## Teks Bacaan
++++++++++++++++++++
Selama menjadi anggota tim medik untuk para atlet, Michael bekerja sama dengan tim yang terdiri atas fisioterapis dan akupunktur. Tugasnya memantau gizi, kondisi fisik, dan peningkatan performa atlet, serta pencegahan cedera dan penanganannya hingga memastikan kondisi pemain seratus persen fit menjelang kejuaraan.
Promosikan Terapi Olahraga untuk Kesehatan
Di luar urusan atlet, Michael juga menangani pasien. Bedanya, saat menangani pasien ia lebih menekankan pada langkah promotif dan preventif. Menurutnya, inilah letak menariknya profesi sebagai dokter olahraga.
Bila dokter pada umumnya hanya mengobati orang sakit, tetapi dokter olahraga justru lebih menekankan pada upaya agar orang tidak sakit. Tak heran bila upaya yang dilakukan pada pasiennya berupa program olahraga sesuai kebutuhan dan kemampuan setiap orang yang disebutnya Sport Therapy untuk mengatasi keluhan kesehatannya.
’’Jadi, saya tidak memberi resep obat. Misalnya, orang dengan riwayat keluarga menderita diabetes. Meski dia belum diabetes, tindakan preventif sudah dilakukan dengan pengaturan pola makan dan olahraga yang tepat. Di situlah saya bertugas memilihkan olahraga untuk orang itu,’’ ujar dokter yang juga berpraktik di RS Mitra Kemayoran, Jakarta, sejak 1998 ini.
++++++++++++++++++++
(Entri data tersimpan)
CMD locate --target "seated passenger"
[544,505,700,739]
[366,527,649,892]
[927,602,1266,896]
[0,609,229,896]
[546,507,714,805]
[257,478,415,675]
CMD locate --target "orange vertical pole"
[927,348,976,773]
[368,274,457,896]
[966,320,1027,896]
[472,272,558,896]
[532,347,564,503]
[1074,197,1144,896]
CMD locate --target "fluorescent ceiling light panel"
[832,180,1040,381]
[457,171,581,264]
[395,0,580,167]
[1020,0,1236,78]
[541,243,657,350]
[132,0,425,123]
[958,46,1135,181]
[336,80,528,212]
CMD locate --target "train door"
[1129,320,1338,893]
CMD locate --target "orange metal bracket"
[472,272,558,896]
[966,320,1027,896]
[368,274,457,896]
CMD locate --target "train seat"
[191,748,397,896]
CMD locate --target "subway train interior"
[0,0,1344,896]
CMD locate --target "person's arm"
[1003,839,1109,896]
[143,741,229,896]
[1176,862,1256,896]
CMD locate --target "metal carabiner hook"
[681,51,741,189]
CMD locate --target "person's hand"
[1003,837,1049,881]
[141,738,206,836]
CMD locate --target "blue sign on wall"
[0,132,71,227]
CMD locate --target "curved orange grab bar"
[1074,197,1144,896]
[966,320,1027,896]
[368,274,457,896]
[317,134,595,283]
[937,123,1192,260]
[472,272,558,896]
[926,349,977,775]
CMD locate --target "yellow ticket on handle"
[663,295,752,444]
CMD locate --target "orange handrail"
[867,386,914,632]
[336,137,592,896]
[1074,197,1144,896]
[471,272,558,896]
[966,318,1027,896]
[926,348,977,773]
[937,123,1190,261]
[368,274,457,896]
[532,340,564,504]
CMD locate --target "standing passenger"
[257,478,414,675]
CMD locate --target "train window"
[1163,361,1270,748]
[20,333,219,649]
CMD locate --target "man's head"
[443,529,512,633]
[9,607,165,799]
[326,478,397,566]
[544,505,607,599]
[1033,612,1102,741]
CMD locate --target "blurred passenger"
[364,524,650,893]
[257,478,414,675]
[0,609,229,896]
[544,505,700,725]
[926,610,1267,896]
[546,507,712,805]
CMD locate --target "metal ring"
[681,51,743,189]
++++++++++++++++++++
## Soal untuk Dijawab
A - Kutip bagian teks tentang dokter olahraga mulai dari "Selama menjadi anggota" sampai dengan "sebagai dokter olahraga.".
B - Tentukan apakah setiap pernyataan berikut sesuai dengan teks tentang dokter olahraga, lalu jawab ya atau tidak dengan menyertakan kutipan yang menjadi dasarnya: (i) Michael bekerja sama dengan tim fisioterapis dan akupunktur; (ii) saat menangani pasien, Michael memberikan resep obat; (iii) Michael berpraktik di RS Mitra Kemayoran sejak 1998.
C - Lanjutkan teks tentang dokter olahraga mulai setelah kalimat terakhirnya.

## Kunci Jawaban
A -
Selama menjadi anggota tim medik untuk para atlet, Michael bekerja sama dengan tim yang terdiri atas fisioterapis dan akupunktur. Tugasnya memantau gizi, kondisi fisik, dan peningkatan performa atlet, serta pencegahan cedera dan penanganannya hingga memastikan kondisi pemain seratus persen fit menjelang kejuaraan.
Promosikan Terapi Olahraga untuk Kesehatan
Di luar urusan atlet, Michael juga menangani pasien. Bedanya, saat menangani pasien ia lebih menekankan pada langkah promotif dan preventif. Menurutnya, inilah letak menariknya profesi sebagai dokter olahraga.

B -
(i) Ya: "Michael bekerja sama dengan tim yang terdiri atas fisioterapis dan akupunktur"
(ii) Tidak: "Jadi, saya tidak memberi resep obat."
(iii) Ya: "berpraktik di RS Mitra Kemayoran, Jakarta, sejak 1998 ini"

C -
Selain diabetes, kebanyakan pasien yang datang ke kliniknya adalah mereka yang mengalami obesitas, kolesterol tinggi dan kelainan tulang punggung berupa lengkungan yang disebut skoliosis.
Namun, dalam kondisi tertentu dimana obat memang satu-satunya solusi terbaik, Michael barulah meresepkan obat sebagai penunjang sports therapy seperti untuk pasien obesitas di atas 100 kilogram.
Tidak gampangnya Michael dalam meresepkan obat, karena tubuh manusia sebenarnya memiliki kemampuan untuk menangkal sekaligus mengatasi berbagai gangguan kesehatan pada titik tertentu. Inilah yang menjadi alasannya mengapa ia lebih menekankan pada upaya pencegahan melalui pengaturan pola makan, gaya hidup dan olahraga.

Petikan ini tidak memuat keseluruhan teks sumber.